Render the whole listing below as a Markdown table with the columns Row and Line, numbering each non-blank line in order and omitting blank lines.

_ _ _ _

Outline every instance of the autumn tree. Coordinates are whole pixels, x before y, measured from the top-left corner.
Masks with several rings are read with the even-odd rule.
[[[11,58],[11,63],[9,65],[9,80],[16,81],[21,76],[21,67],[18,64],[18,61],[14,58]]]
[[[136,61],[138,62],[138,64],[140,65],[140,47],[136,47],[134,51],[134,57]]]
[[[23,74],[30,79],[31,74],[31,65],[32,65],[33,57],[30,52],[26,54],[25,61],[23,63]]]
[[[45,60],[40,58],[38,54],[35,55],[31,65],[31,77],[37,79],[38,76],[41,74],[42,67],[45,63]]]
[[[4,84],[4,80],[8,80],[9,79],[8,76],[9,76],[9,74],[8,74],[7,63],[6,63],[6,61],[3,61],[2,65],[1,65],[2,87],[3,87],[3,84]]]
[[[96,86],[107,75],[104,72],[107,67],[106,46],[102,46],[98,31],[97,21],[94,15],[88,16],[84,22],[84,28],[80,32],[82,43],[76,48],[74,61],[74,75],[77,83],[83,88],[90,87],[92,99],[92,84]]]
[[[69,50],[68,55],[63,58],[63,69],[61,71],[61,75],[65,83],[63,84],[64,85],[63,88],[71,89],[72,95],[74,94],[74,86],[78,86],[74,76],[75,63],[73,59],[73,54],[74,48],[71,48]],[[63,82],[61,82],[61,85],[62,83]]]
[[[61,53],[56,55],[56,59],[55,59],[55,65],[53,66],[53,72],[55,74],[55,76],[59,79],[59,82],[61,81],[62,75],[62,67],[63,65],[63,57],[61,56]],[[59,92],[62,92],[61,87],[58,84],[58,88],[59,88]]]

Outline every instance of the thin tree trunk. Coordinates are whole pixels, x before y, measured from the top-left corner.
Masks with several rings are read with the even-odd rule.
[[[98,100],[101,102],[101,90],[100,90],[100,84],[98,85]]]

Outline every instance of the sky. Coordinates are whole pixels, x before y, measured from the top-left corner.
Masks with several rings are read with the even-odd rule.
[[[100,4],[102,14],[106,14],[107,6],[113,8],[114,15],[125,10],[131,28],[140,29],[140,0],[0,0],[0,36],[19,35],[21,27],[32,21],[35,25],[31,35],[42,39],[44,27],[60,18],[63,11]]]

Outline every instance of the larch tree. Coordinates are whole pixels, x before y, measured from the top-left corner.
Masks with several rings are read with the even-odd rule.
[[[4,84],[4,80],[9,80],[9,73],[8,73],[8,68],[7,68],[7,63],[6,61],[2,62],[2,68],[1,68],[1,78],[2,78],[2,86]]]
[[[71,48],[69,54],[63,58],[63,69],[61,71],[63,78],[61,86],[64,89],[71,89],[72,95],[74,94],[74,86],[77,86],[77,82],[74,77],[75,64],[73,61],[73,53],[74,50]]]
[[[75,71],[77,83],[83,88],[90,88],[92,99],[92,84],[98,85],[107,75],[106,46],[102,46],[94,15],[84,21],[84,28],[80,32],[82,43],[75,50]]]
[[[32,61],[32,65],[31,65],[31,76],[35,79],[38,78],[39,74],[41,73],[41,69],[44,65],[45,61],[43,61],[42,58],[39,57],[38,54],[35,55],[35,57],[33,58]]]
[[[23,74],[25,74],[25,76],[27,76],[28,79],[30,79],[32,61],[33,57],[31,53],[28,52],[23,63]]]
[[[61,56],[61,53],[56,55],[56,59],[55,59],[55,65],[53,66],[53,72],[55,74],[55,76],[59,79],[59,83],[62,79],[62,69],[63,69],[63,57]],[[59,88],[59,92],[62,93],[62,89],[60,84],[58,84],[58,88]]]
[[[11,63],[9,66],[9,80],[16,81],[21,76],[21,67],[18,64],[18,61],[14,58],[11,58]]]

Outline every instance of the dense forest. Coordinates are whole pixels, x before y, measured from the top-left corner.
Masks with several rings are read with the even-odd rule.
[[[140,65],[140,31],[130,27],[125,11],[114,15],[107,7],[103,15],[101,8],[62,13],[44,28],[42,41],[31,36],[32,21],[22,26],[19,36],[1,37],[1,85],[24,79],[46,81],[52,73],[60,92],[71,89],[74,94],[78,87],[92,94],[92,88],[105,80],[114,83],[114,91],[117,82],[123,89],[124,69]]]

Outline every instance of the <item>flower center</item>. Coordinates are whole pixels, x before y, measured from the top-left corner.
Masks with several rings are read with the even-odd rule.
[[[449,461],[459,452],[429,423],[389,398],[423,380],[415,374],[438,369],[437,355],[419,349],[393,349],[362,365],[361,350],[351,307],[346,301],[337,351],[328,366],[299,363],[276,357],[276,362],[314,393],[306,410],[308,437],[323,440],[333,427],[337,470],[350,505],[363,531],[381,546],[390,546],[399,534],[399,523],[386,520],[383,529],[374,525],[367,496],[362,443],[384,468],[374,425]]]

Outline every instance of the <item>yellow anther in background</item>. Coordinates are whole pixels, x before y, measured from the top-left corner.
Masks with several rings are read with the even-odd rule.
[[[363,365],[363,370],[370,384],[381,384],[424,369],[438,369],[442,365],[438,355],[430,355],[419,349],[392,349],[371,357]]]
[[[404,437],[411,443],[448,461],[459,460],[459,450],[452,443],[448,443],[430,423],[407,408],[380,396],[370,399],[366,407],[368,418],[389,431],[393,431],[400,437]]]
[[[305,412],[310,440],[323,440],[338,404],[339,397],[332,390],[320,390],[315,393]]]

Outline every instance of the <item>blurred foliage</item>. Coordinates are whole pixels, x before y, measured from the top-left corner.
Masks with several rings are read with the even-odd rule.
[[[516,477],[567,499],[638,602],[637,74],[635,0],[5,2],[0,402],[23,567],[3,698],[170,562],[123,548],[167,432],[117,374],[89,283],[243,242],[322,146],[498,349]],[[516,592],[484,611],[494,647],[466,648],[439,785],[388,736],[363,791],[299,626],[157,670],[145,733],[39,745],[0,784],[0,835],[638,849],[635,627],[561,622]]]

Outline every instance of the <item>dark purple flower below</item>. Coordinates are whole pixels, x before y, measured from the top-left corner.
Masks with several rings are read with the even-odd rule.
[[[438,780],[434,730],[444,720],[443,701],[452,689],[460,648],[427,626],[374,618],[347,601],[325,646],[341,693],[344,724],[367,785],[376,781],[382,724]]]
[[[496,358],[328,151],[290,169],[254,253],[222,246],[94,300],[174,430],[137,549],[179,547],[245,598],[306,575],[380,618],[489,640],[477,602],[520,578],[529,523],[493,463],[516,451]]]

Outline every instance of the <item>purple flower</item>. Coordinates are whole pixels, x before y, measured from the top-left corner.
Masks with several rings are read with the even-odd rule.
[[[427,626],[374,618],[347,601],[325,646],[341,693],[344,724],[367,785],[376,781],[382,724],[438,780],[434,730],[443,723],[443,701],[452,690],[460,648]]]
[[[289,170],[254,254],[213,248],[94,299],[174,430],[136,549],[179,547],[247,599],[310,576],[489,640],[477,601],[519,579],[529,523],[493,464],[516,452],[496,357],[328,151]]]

_ _ _ _

*Worked solution*.
| Row | Line |
|---|---|
| 1 | Outline every instance of the autumn tree. Coordinates are whole pixels, x before y, measured from the top-left corner. |
| 2 | Masks with several rings are read with the even-odd rule. |
| 3 | [[[11,58],[11,63],[9,65],[9,80],[16,81],[21,76],[21,67],[18,64],[18,61],[14,58]]] |
| 4 | [[[136,61],[138,62],[138,64],[140,65],[140,47],[136,47],[134,51],[134,57]]] |
| 5 | [[[23,74],[30,79],[31,74],[31,65],[32,65],[33,57],[30,52],[26,54],[25,61],[23,63]]] |
| 6 | [[[45,60],[40,58],[38,54],[35,55],[31,65],[31,77],[37,79],[38,76],[41,74],[42,67],[45,63]]] |
| 7 | [[[4,84],[4,80],[8,80],[9,79],[8,76],[9,76],[9,74],[8,74],[7,63],[6,63],[6,61],[3,61],[2,65],[1,65],[2,87],[3,87],[3,84]]] |
| 8 | [[[96,86],[107,75],[104,72],[107,67],[106,46],[102,46],[98,31],[97,21],[94,15],[88,16],[84,22],[84,28],[80,32],[82,43],[76,48],[74,61],[74,75],[77,83],[83,88],[90,87],[92,99],[92,84]]] |
| 9 | [[[69,50],[68,55],[63,58],[63,69],[61,71],[61,75],[65,83],[63,84],[64,85],[63,88],[71,89],[72,95],[74,94],[74,86],[78,86],[74,76],[75,63],[73,59],[73,54],[74,48],[71,48]],[[63,82],[61,82],[61,85],[62,83]]] |
| 10 | [[[61,53],[56,55],[56,59],[55,59],[55,65],[53,66],[53,72],[55,74],[55,76],[59,79],[59,82],[61,81],[62,75],[62,67],[63,65],[63,57],[61,56]],[[59,92],[62,92],[61,87],[58,84],[58,88],[59,88]]] |
| 11 | Outline every instance of the thin tree trunk. Coordinates are whole pixels, x before y, measured from the top-left corner. |
| 12 | Masks with several rings are read with the even-odd rule. |
| 13 | [[[98,100],[101,102],[101,90],[100,90],[100,84],[98,85]]] |
| 14 | Outline every instance of the sky. Coordinates are whole pixels, x before y, measured from the top-left corner. |
| 15 | Masks with several rings are read with the even-odd rule. |
| 16 | [[[100,4],[102,14],[106,14],[107,6],[113,8],[114,15],[125,10],[131,28],[140,29],[140,0],[0,0],[0,36],[19,35],[21,27],[32,21],[35,25],[31,35],[42,39],[44,27],[60,18],[63,11]]] |
| 17 | Outline every instance of the larch tree. Coordinates are whole pixels, x before y, measured from the top-left corner. |
| 18 | Masks with several rings are read with the even-odd rule. |
| 19 | [[[4,84],[4,80],[9,80],[9,73],[8,73],[8,68],[7,68],[7,63],[6,61],[2,62],[2,68],[1,68],[1,78],[2,78],[2,86]]] |
| 20 | [[[71,48],[69,54],[63,58],[63,69],[61,71],[63,78],[61,86],[64,89],[71,89],[72,95],[74,94],[74,86],[77,86],[77,82],[74,77],[75,64],[73,61],[73,53],[74,50]]] |
| 21 | [[[75,71],[77,83],[83,88],[90,88],[92,99],[92,84],[98,85],[107,75],[106,46],[102,46],[94,15],[84,21],[84,28],[80,32],[82,43],[75,50]]] |
| 22 | [[[32,61],[32,65],[31,65],[31,76],[35,79],[38,78],[39,74],[41,73],[41,69],[44,65],[45,61],[43,61],[42,58],[39,57],[38,54],[35,55],[35,57],[33,58]]] |
| 23 | [[[23,74],[25,74],[25,76],[27,76],[28,79],[30,79],[32,61],[33,57],[31,53],[28,52],[23,63]]] |
| 24 | [[[61,56],[61,53],[56,55],[56,59],[55,59],[55,65],[53,66],[53,72],[55,74],[55,76],[59,79],[59,83],[62,79],[62,69],[63,69],[63,57]],[[59,88],[59,92],[62,93],[62,89],[60,84],[58,84],[58,88]]] |
| 25 | [[[11,63],[9,66],[9,80],[16,81],[21,76],[21,67],[18,64],[18,61],[14,58],[11,58]]] |
| 26 | Outline every instance of the dense forest. Coordinates are whole pixels, x before y, measured from the top-left corner. |
| 27 | Masks with several rings are read with the even-odd rule. |
| 28 | [[[140,65],[140,31],[130,27],[125,11],[114,15],[107,7],[103,15],[101,8],[62,13],[44,28],[42,41],[31,36],[32,21],[22,26],[19,36],[1,37],[1,85],[24,79],[46,81],[52,73],[60,92],[71,89],[74,94],[78,87],[92,94],[92,88],[105,80],[114,83],[114,91],[117,82],[123,89],[124,69]]] |
| 29 | Outline every instance of the <item>flower center</item>. Coordinates are whole pixels, x before y, measured from the top-left corner. |
| 30 | Masks with several rings are read with the even-odd rule. |
| 31 | [[[449,461],[459,452],[429,423],[389,398],[423,380],[415,374],[438,369],[437,355],[419,349],[393,349],[362,365],[361,350],[351,307],[346,301],[337,351],[328,366],[299,363],[276,357],[276,362],[314,393],[306,410],[308,437],[323,440],[333,427],[337,470],[350,505],[363,531],[381,546],[390,546],[399,534],[399,523],[386,520],[383,529],[374,525],[367,496],[362,443],[384,468],[374,425]]] |
| 32 | Outline every instance of the <item>yellow anther in background</item>. Coordinates are whole pixels, x before y, measured from the top-left corner. |
| 33 | Masks with several rings are read with the even-odd rule. |
| 34 | [[[363,365],[363,370],[370,384],[381,384],[424,369],[438,369],[442,365],[438,355],[430,355],[419,349],[392,349],[371,357]]] |
| 35 | [[[404,437],[411,443],[448,461],[459,460],[459,450],[452,443],[448,443],[430,423],[407,408],[380,396],[370,399],[366,407],[368,418],[389,431],[393,431],[400,437]]] |
| 36 | [[[305,412],[310,440],[323,440],[338,404],[339,397],[332,390],[320,390],[315,393]]] |
| 37 | Outline every instance of the <item>blurred foliage</item>. Coordinates are whole pixels, x before y, measured from the top-left corner. |
| 38 | Masks with several rings are read with the even-odd rule. |
| 39 | [[[516,477],[567,499],[638,602],[637,74],[635,0],[5,2],[0,402],[23,567],[3,698],[170,562],[123,548],[167,432],[117,374],[89,283],[243,242],[322,146],[498,349]],[[516,592],[484,611],[494,647],[466,648],[439,785],[388,736],[363,791],[299,626],[157,670],[145,733],[39,745],[0,784],[0,835],[638,849],[635,627],[561,622]]] |
| 40 | Outline every instance of the <item>dark purple flower below</item>. Coordinates are whole pixels, x before y, measured from the top-left corner. |
| 41 | Masks with several rings are read with the even-odd rule. |
| 42 | [[[438,780],[434,730],[444,720],[443,701],[452,689],[460,648],[427,626],[374,618],[347,601],[325,646],[341,693],[344,724],[367,785],[376,781],[382,724]]] |
| 43 | [[[496,358],[328,151],[290,169],[254,253],[222,246],[94,300],[174,430],[137,549],[179,547],[245,598],[306,575],[380,618],[489,640],[477,602],[520,578],[529,523],[493,463],[516,451]]] |
| 44 | Outline every instance of the <item>purple flower</item>. Coordinates are whole pixels, x before y, measured from the top-left corner. |
| 45 | Masks with several rings are read with the even-odd rule. |
| 46 | [[[427,626],[374,618],[347,601],[325,646],[341,693],[344,724],[367,785],[376,781],[382,724],[438,780],[434,730],[443,723],[443,701],[452,690],[460,648]]] |
| 47 | [[[289,170],[254,254],[213,248],[94,299],[174,430],[136,549],[179,547],[247,599],[310,576],[489,640],[477,601],[519,579],[529,523],[493,464],[516,452],[496,357],[328,151]]] |